Extract to read –
--- START ---

This part of the article really caught my eye:
Current “use it or lose it” water laws don’t allow farmers to sell any surplus allotment, so they end up growing as much alfalfa as they can and selling it on the global market. Peter Culp estimates that 50 billion gallons of water—1.5 pulse flows—is shipped to China each year in the form of alfalfa, and even more to Japan. An open water market would allow both cities and environmental groups to pay farmers far more than they currently make growing alfalfa.
Terrible! The US West has been fighting water scarcity problems for 10+ years and we're exporting billions of gallons of water overseas?
There is also a new documentary out called DamNation which looks quite interesting. http://damnationfilm.com/
The theory is, that by ensuring we have a broad set of food stocks that we can potentially draw on should circumstances dictate, then we are capable of maintaining the basic elements of survival. (Energy Security is another one on the list - it's why we have aircraft carriers in the middle east).
Those farmers might be shipping Alfalfa to China right now, in the face of that thing called "Free Markets", but faced with a food stock collapse in the United States, it would take little more than a few strokes of the pen to require that same alfalfa go to American cattle.
Also, look at Upstate New York and Northern Pennsylvania if you are interested in food security. This used to be the grain basket of the country, but the farmland is all abandoned and reverted to forest, the hilly country is too difficult to farm with large machinery. But it's rain-safe, unlike further out west. I think in the face of climate change, farmland in that area is a most excellent long-term investment.
Couldn't resist. Not often alfalfa comes up in conversation.
A solar panel produces roughly (we're lowballing) 100 watts per square meter. Solar panels to produce 2 GW -- the power output of Lake Mead -- would cover about 20 million square meters, or 20 square kilometers. If we assume the solar panels only operate at capacity for a third of a day, that's 60 square kilometers. If we also assume that only half of the used land is actually light-capturing, that's 120 square kilometers.
Even under the most pessimistic of assumptions, solar still uses five times less land than hydro. Realistic solar installations would probably be significantly more efficient than I've assumed. Batteries are also significantly more space-efficient than hydroelectric storage.
I'm actually working on national-level hydro assessments at a national lab. We don't really predict more huge reservoir installments, but there is plenty of capacity out there. These set-ups (particularly non-powered dams) are also generally pretty cheap per kWh generated over their lifetimes (which in some cases reaches 70+ years).

--- END ---

Listed records –
--- START ---

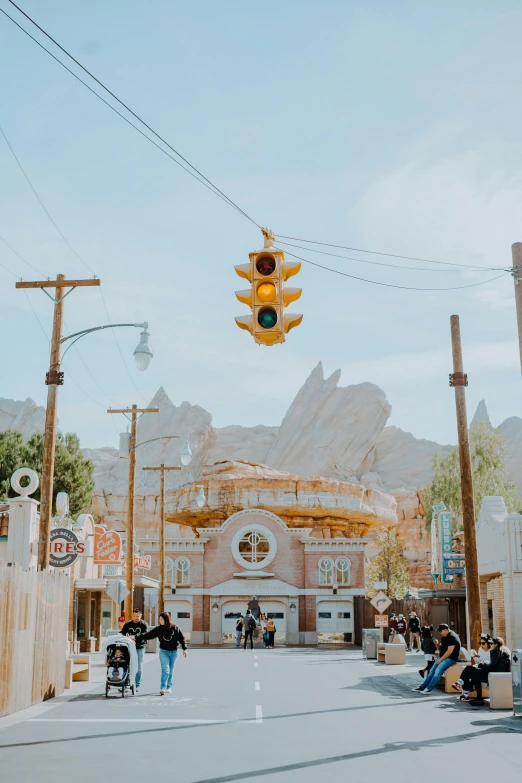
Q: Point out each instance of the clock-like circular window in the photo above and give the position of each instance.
(254, 547)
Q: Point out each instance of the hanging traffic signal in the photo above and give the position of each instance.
(268, 298)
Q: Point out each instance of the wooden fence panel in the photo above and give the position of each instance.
(34, 609)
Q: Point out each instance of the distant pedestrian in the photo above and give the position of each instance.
(170, 638)
(135, 629)
(271, 632)
(401, 627)
(449, 655)
(264, 630)
(414, 632)
(250, 627)
(393, 627)
(239, 630)
(429, 648)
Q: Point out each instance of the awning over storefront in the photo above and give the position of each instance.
(90, 584)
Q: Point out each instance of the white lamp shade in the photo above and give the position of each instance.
(143, 352)
(200, 497)
(186, 454)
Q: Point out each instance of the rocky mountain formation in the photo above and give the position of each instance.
(329, 431)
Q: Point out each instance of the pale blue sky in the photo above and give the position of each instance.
(393, 126)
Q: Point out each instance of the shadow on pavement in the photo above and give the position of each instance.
(387, 748)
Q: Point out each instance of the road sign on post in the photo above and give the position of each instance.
(117, 590)
(380, 601)
(446, 544)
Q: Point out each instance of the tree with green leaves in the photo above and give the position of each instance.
(73, 473)
(490, 474)
(390, 565)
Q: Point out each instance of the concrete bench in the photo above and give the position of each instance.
(81, 667)
(391, 654)
(451, 676)
(500, 691)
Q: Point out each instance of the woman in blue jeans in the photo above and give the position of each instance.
(170, 638)
(449, 655)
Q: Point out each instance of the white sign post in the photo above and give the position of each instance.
(381, 602)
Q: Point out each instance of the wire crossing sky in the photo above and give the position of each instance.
(358, 128)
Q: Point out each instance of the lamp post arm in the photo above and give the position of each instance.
(164, 437)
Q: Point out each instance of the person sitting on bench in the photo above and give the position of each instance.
(473, 677)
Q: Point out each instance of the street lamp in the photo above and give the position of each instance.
(186, 454)
(200, 497)
(143, 352)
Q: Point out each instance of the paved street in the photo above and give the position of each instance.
(283, 715)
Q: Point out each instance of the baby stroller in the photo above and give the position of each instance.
(128, 661)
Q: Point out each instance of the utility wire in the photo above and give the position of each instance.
(200, 176)
(96, 402)
(38, 271)
(390, 255)
(9, 271)
(392, 285)
(113, 108)
(43, 205)
(77, 256)
(214, 188)
(381, 263)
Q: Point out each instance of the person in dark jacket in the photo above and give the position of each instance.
(135, 629)
(473, 677)
(429, 648)
(250, 627)
(414, 631)
(170, 638)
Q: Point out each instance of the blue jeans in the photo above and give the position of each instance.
(436, 672)
(168, 661)
(140, 652)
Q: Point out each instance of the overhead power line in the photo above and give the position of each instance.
(383, 263)
(200, 177)
(390, 255)
(193, 172)
(71, 248)
(393, 285)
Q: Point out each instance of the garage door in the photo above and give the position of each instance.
(181, 613)
(277, 610)
(230, 612)
(334, 617)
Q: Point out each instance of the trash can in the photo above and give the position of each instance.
(516, 674)
(371, 638)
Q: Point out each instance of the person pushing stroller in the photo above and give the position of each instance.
(116, 665)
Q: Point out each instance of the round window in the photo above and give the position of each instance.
(254, 547)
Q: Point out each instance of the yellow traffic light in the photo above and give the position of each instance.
(268, 297)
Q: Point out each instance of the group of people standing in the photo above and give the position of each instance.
(399, 626)
(249, 626)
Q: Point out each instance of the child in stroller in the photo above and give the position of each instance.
(116, 665)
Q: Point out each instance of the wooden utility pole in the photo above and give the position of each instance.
(516, 252)
(129, 559)
(459, 380)
(162, 468)
(53, 379)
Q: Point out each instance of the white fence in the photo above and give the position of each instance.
(34, 611)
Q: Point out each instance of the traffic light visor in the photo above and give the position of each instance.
(267, 318)
(265, 265)
(267, 292)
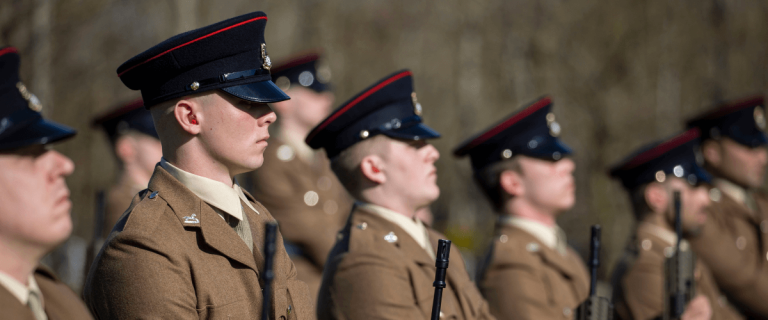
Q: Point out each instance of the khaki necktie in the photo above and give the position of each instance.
(242, 228)
(36, 304)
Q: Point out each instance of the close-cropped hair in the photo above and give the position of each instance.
(640, 207)
(346, 165)
(489, 179)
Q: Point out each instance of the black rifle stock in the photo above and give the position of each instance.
(441, 263)
(679, 271)
(595, 307)
(270, 233)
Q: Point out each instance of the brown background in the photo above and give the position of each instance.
(621, 72)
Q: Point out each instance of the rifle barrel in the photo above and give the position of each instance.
(270, 234)
(594, 259)
(441, 264)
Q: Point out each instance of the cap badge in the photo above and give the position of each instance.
(554, 127)
(416, 104)
(306, 78)
(267, 64)
(760, 118)
(323, 72)
(32, 101)
(283, 83)
(390, 237)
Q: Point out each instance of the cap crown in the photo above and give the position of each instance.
(677, 156)
(741, 120)
(388, 107)
(222, 55)
(532, 131)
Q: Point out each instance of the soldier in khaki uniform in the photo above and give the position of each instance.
(530, 271)
(734, 241)
(35, 206)
(136, 145)
(383, 264)
(190, 245)
(650, 176)
(296, 183)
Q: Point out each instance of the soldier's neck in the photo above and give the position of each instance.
(523, 209)
(18, 260)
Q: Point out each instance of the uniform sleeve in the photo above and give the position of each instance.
(643, 290)
(369, 287)
(155, 288)
(514, 291)
(741, 274)
(306, 226)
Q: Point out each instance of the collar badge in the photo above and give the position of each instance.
(32, 101)
(759, 118)
(554, 127)
(192, 219)
(416, 105)
(267, 64)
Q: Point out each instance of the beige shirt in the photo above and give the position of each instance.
(413, 226)
(18, 289)
(552, 237)
(220, 196)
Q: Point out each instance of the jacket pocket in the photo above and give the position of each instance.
(230, 311)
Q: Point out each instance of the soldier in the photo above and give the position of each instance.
(530, 271)
(296, 183)
(734, 241)
(650, 175)
(35, 211)
(383, 264)
(137, 147)
(190, 245)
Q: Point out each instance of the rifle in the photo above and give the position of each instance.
(441, 263)
(270, 233)
(595, 307)
(679, 271)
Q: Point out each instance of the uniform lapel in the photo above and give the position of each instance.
(195, 213)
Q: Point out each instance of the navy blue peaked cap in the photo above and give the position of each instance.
(532, 131)
(388, 107)
(302, 71)
(742, 120)
(677, 156)
(131, 116)
(21, 123)
(230, 55)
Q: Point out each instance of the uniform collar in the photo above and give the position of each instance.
(225, 198)
(664, 234)
(414, 227)
(733, 190)
(18, 289)
(553, 237)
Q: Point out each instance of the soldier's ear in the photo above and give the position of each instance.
(373, 167)
(657, 197)
(188, 115)
(712, 152)
(511, 182)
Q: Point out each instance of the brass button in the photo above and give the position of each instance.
(741, 243)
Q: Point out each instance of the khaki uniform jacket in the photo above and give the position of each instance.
(524, 279)
(118, 199)
(368, 277)
(171, 256)
(734, 245)
(59, 301)
(639, 291)
(287, 186)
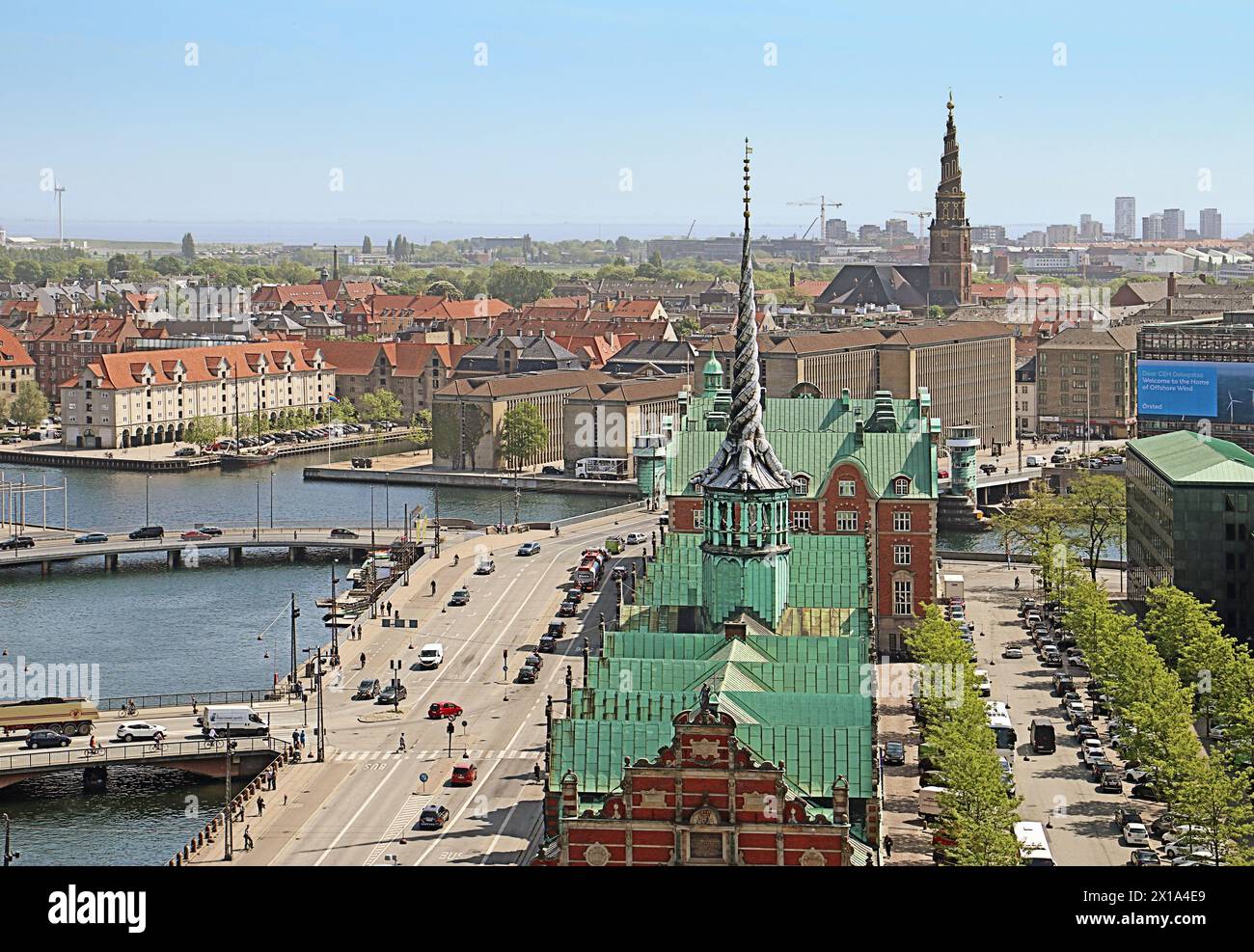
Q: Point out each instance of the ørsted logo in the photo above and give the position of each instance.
(95, 907)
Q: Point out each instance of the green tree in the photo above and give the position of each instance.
(1096, 509)
(522, 433)
(202, 430)
(380, 405)
(29, 406)
(1214, 798)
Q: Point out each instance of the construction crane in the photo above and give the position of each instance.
(822, 201)
(922, 216)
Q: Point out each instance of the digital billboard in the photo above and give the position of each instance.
(1195, 389)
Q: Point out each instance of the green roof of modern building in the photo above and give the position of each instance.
(1189, 456)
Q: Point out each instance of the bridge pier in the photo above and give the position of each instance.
(95, 779)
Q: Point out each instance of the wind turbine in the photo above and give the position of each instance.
(61, 222)
(1232, 405)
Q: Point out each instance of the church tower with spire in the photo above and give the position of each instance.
(745, 488)
(949, 254)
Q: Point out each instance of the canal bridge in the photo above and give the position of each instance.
(207, 758)
(178, 551)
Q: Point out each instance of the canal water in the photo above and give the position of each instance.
(149, 630)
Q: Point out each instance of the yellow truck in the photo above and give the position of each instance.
(66, 715)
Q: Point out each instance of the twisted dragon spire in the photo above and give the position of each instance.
(747, 459)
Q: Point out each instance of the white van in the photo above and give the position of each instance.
(929, 802)
(238, 719)
(431, 655)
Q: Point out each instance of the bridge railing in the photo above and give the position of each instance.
(184, 698)
(136, 752)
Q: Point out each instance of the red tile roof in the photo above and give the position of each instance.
(201, 364)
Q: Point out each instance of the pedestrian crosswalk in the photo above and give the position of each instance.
(397, 828)
(443, 752)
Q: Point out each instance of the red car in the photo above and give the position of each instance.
(464, 774)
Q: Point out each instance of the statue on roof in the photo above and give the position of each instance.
(747, 459)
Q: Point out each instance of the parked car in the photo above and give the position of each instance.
(46, 739)
(1135, 834)
(141, 730)
(393, 694)
(464, 774)
(433, 817)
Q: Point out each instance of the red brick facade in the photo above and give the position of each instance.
(873, 517)
(702, 802)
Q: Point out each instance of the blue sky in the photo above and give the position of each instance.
(572, 95)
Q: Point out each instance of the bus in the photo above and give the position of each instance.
(1033, 847)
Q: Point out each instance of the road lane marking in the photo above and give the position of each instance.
(360, 810)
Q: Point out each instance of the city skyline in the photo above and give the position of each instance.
(527, 139)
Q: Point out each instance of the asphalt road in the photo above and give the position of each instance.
(497, 819)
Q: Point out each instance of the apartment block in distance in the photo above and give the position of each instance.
(1189, 502)
(137, 399)
(1086, 380)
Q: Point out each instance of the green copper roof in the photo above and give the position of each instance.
(813, 756)
(824, 572)
(766, 647)
(1187, 456)
(810, 710)
(810, 435)
(634, 673)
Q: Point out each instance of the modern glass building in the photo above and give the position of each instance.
(1189, 501)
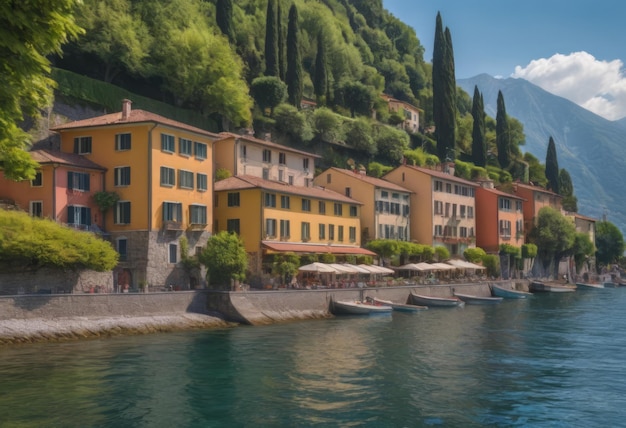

--- END ---

Work task –
Please write the next part of the water and hydropower discussion, picking up after its last comment. The records have nothing to do with the water and hydropower discussion.

Written response –
Do you have wildlife issues to consider in the design? E.g., are the dams on rivers fish migrate up?
The badger hydroelectric plant in Wisconsin is 86 years old, and that's just one I happened to know because I collected data on it recently. If you go further east in the states and then across the Atlantic, the plants can get older than that as well. http://www.kaukaunautilities.com/about_us/default.asp?Catego...
EDIT: Oh, and in terms of cost, when planning out capital expenses most hydro projects are assuming a shorter lifespan than actual. I don't have numbers in front of me, but I feel like costs are generally accounted for a 20-40 year lifespan (weighted towards 20), although they do expect the plants to operate for 2-3x as long.
I'm guessing that is it's primary value. The power generation is secondary.
Is this really a common misconception? Has no one ever seen a dam? I can't think of any other form of energy production whose sole requirement is massive amounts of land to flood.
Brazil's debate on hydroelectric dams (and we have a lot of them) are solely bound on the flood areas and environment/habitat destruction they cause.
I really doubt that's a common misconception.
There are engineering concerns with waves and the usual problems anytime you mix water electricity and metal.
There are biological concerns where polluted water is already anoxic enough so blocking light is not going to help.
Still there's no inherent reason the land can only be applied to one tech.
Maybe if you have an infinite supply of cheap incredibly tall concrete pylons you could mount windmills too, although that's sounding unlikely.
Do you have any ballpark ideas about how the cost of producing the dam (most concrete, I guess) compares to the cost of producing 120 km^2 of solar panels + 'enough' battery capacity, in terms of some kind of ecological footprint?
My intuition is that the ecological capital costs of solar panels greatly exceed the capital costs of the dam, but I have little faith in my intuition....
But these usually flood a minimal area like 10000 square meters.
Public companies that develop hydro power projects annual reports is a good place to look for this type of information.
If it's important to you, let your legislators know, and vote accordingly.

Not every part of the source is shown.